La euforia y la tragedia únicamente se distanciaban unos metros. En la plaza Tahrir se gritaba, se reía, se compadreaba con los soldados; hombres, mujeres y niños disfrutaban del momento. En esa misma plaza se registraban ocasionales disparos de francotiradores desde el Ministerio del Interior. Y en el patio de una mezquita que casi se asoma a la plaza se acumulaban los heridos, varios de ellos de bala. La plaza Tahrir era un microcosmos de una ciudad de 20 millones de habitantes y de un país de 80 millones, balanceándose entre la sensación de libertad y el horror del caos, entre la esperanza y el temor, zarandeados por los rumores más diversos.
Es imposible conocer el número de muertos y heridos. La televisión oficial hablaba ayer de unos 40 muertos y de más de un millar de heridos. Fuentes médicas elevaban la cifra hasta el centenar de fallecidos. Ante la ausencia de Gobierno (el antiguo había sido destituido, el nuevo aún no se había incorporado y, de todas formas, a nadie le importa), ningún organismo ni institución oficial llevaba recuentos ni ofrecía datos.

Tarea:
Según el fragmento sobre la plaza Tahrir, ¿de cuántos muertos hablaba ayer la televisión oficial? Las filas no tienen relación con el fragmento.

Datos registrados:

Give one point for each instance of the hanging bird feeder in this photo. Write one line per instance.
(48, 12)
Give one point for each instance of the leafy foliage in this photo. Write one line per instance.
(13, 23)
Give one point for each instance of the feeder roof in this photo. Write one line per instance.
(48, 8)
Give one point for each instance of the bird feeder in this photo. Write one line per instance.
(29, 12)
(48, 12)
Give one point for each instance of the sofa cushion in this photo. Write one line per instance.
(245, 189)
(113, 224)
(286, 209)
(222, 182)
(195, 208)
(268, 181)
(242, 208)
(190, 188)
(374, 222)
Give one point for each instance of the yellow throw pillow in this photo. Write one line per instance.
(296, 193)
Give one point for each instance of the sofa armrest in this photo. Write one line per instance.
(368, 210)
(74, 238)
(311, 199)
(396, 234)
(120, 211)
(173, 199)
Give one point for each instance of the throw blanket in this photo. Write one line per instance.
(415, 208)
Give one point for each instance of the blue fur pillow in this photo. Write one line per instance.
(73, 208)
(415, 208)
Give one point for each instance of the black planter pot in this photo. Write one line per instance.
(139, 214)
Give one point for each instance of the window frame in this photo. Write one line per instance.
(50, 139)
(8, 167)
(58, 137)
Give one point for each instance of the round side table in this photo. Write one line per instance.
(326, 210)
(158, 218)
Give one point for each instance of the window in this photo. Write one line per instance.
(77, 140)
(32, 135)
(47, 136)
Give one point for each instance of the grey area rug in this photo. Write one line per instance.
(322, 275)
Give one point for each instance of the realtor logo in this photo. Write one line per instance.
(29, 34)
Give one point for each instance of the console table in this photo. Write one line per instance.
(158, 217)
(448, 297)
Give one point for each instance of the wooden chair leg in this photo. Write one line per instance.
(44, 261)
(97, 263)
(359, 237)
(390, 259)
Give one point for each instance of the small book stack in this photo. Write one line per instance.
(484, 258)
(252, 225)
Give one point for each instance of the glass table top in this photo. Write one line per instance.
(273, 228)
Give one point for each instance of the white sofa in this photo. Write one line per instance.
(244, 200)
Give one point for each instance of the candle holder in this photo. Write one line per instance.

Solución:
De unos 40 muertos.